### ASSIGNED TASK
Could you copy every record exactly as it appears?
━━━ EXERCISE INPUT ━━━
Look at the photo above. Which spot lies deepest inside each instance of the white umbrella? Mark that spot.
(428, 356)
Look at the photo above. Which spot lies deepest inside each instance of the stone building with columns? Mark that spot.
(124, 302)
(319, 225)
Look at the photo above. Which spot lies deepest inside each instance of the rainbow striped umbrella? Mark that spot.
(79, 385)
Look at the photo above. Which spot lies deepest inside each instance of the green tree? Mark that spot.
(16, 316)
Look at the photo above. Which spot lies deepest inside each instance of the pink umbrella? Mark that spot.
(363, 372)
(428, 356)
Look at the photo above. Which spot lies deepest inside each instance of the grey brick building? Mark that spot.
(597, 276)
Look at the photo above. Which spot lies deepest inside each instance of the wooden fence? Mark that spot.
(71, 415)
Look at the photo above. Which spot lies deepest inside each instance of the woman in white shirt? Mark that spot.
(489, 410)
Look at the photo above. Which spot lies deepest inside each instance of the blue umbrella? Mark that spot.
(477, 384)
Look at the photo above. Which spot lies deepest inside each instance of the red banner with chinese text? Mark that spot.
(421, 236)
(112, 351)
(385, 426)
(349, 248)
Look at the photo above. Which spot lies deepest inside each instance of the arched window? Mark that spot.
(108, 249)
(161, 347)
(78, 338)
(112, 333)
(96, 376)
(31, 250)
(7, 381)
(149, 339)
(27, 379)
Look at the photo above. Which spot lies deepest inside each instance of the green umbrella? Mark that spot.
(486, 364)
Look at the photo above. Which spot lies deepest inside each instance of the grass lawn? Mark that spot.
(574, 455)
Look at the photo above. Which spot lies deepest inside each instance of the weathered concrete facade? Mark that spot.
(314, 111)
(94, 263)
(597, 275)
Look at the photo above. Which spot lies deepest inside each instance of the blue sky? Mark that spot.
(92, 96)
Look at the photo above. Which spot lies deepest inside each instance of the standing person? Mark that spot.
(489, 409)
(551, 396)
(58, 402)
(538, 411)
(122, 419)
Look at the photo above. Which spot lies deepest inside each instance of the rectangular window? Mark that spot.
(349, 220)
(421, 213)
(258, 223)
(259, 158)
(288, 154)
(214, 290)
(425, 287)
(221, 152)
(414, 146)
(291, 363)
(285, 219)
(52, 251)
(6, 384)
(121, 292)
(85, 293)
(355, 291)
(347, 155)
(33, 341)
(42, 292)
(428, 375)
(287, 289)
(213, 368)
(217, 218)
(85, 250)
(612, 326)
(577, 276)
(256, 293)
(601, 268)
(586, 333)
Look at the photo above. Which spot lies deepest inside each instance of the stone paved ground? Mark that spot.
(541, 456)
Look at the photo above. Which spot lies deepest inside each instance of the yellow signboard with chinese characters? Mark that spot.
━━━
### EXERCISE RESULT
Look at the photo above. Which spot lies deepest inside each instance of the white umbrella? Mark that spot.
(428, 356)
Look at the photo above. Which spot lies deepest inside each instance of the stone building with columns? Mark that spot.
(124, 302)
(319, 225)
Look at the photo above. Which spot lies deepest inside each instance of the rainbow striped umbrella? Mark that spot.
(79, 385)
Look at the photo above. Which spot lies deepest inside each instance of the green tree? Mark that spot.
(16, 316)
Look at the photo above. Which spot lies deepest inside each instance of the pink umbrella? Mark that spot.
(363, 372)
(428, 356)
Look at the photo above. Which spot lies deepest inside each instance of the grey brick building? Mark that spot.
(597, 276)
Look at the photo above. Which spot lies deepest inside each instance of the wooden fence? Mark that spot.
(71, 415)
Look at the photo above. Which spot lies deepest inside each instance of the woman in white shirt? Mark that spot.
(489, 410)
Look at the photo above. Which spot lies deepest inside each instance of the blue umbrella? Mark that spot.
(477, 384)
Look at the photo above. Which spot lies deepest inside each instance of the red banner with chinese text? Mark that spot.
(421, 236)
(112, 351)
(385, 426)
(349, 248)
Look at the photo above. Which spot lies deepest inside each instance of the arched window? Mark that spot.
(108, 249)
(161, 347)
(78, 338)
(112, 333)
(96, 376)
(31, 250)
(7, 381)
(149, 339)
(27, 379)
Look at the photo above. Which spot lies deepest inside each instance of the green umbrella? Mark that spot.
(486, 364)
Look at the photo above. Which spot lies deepest inside each instance of the grass lawn? Mark that spot.
(574, 455)
Look at the photo above. Which spot lies deepest inside each instance of the weathered concrete facade? Mark that spot.
(314, 111)
(94, 263)
(597, 275)
Look at the photo above. Which spot lies deepest inside each instance of the blue sky? Mark that spot.
(92, 96)
Look at the photo above. Which spot lies deepest inside each instance of the standing person? Mark that spot.
(489, 409)
(551, 396)
(58, 402)
(538, 411)
(122, 419)
Look at the photo above. Which spot lies deepest inside each instance of the rectangular window? Mark that spot.
(349, 220)
(421, 213)
(258, 223)
(259, 158)
(288, 154)
(214, 290)
(425, 287)
(221, 152)
(414, 146)
(291, 363)
(285, 219)
(52, 251)
(6, 384)
(121, 292)
(85, 293)
(355, 291)
(347, 155)
(33, 341)
(42, 292)
(428, 375)
(287, 289)
(213, 368)
(217, 218)
(85, 250)
(612, 326)
(577, 276)
(256, 293)
(601, 268)
(586, 333)
Look at the photo above. Which spot lies deepest inside each instance of the stone paved ground? Mark that spot.
(541, 456)
Look at the photo above. Which spot lies deepest inside each instance of the yellow signboard with chinese characters? Mark that spot.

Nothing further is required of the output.